Data Block Start

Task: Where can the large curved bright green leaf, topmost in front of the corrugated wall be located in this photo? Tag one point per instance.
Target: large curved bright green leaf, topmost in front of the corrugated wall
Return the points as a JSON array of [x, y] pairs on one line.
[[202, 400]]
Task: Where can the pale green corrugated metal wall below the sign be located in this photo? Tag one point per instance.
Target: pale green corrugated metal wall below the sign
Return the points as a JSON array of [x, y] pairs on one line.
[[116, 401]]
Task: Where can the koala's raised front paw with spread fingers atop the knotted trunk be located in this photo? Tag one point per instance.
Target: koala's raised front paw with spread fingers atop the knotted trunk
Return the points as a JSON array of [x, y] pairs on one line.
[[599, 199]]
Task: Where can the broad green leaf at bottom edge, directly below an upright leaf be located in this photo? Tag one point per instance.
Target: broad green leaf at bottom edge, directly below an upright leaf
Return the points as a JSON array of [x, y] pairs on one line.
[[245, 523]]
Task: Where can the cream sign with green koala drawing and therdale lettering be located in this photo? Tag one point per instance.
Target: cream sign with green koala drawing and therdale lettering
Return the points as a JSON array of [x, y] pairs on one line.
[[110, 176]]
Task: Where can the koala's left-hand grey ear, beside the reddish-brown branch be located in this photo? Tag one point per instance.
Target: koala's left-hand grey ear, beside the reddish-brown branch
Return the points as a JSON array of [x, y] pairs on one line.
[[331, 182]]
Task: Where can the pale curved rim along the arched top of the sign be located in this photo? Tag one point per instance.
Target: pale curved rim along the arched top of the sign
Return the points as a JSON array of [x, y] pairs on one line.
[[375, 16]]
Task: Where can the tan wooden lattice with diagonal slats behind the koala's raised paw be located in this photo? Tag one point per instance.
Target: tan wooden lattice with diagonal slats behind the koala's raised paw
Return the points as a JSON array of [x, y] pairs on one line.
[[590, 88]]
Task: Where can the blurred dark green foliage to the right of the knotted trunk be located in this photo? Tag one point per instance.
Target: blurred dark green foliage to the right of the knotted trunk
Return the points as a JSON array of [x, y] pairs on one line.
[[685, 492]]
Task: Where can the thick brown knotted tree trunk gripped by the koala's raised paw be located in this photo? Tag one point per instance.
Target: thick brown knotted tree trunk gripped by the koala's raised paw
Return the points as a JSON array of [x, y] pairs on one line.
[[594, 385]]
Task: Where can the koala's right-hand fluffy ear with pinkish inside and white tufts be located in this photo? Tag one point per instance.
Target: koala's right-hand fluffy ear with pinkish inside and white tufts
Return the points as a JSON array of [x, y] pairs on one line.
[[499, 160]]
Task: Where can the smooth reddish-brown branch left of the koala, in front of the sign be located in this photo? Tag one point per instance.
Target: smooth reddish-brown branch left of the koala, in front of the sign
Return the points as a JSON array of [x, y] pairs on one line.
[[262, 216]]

Data Block End

= Exercise =
Could you print all of the data above once more, unaltered?

= Result for this task =
Task: Where can the large curved bright green leaf, topmost in front of the corrugated wall be located in this photo? Tag one point per instance.
Target: large curved bright green leaf, topmost in front of the corrugated wall
Return the points as a JSON array of [x, y] pairs on one line.
[[202, 400]]
Task: Where can the pale green corrugated metal wall below the sign be located in this photo? Tag one point per instance.
Target: pale green corrugated metal wall below the sign
Return the points as a JSON array of [x, y] pairs on one line.
[[116, 401]]
Task: Where can the koala's raised front paw with spread fingers atop the knotted trunk be located in this photo? Tag one point per instance.
Target: koala's raised front paw with spread fingers atop the knotted trunk
Return the points as a JSON array of [x, y] pairs on one line.
[[599, 199]]
Task: Where can the broad green leaf at bottom edge, directly below an upright leaf be located in this photo? Tag one point per instance.
Target: broad green leaf at bottom edge, directly below an upright leaf
Return the points as a JSON array of [x, y] pairs on one line.
[[245, 523]]
Task: Where can the cream sign with green koala drawing and therdale lettering be located in this photo? Tag one point per instance.
Target: cream sign with green koala drawing and therdale lettering
Return the points as a JSON array of [x, y] pairs on one line.
[[110, 176]]
Task: Where can the koala's left-hand grey ear, beside the reddish-brown branch be located in this photo? Tag one point per instance.
Target: koala's left-hand grey ear, beside the reddish-brown branch
Return the points as a JSON array of [x, y] pairs on one line.
[[331, 182]]
Task: Where can the pale curved rim along the arched top of the sign be located in this photo? Tag one point per instance.
Target: pale curved rim along the arched top of the sign
Return the points as a JSON array of [x, y] pairs on one line.
[[375, 16]]
Task: Where can the tan wooden lattice with diagonal slats behind the koala's raised paw be located in this photo? Tag one point per instance.
Target: tan wooden lattice with diagonal slats behind the koala's raised paw
Return the points as a JSON array of [x, y] pairs on one line.
[[590, 88]]
Task: Where can the blurred dark green foliage to the right of the knotted trunk be located in this photo? Tag one point per instance.
Target: blurred dark green foliage to the right of the knotted trunk
Return the points as a JSON array of [x, y] pairs on one line.
[[685, 492]]
Task: Where can the thick brown knotted tree trunk gripped by the koala's raised paw be located in this photo? Tag one point per instance.
Target: thick brown knotted tree trunk gripped by the koala's raised paw
Return the points as a JSON array of [x, y] pairs on one line.
[[594, 385]]
Task: Where can the koala's right-hand fluffy ear with pinkish inside and white tufts be located in this photo? Tag one point per instance.
Target: koala's right-hand fluffy ear with pinkish inside and white tufts
Return the points as a JSON array of [x, y] pairs on one line.
[[499, 160]]
Task: Where can the smooth reddish-brown branch left of the koala, in front of the sign be located in this photo? Tag one point per instance.
Target: smooth reddish-brown branch left of the koala, in front of the sign
Return the points as a JSON array of [x, y] pairs on one line.
[[262, 216]]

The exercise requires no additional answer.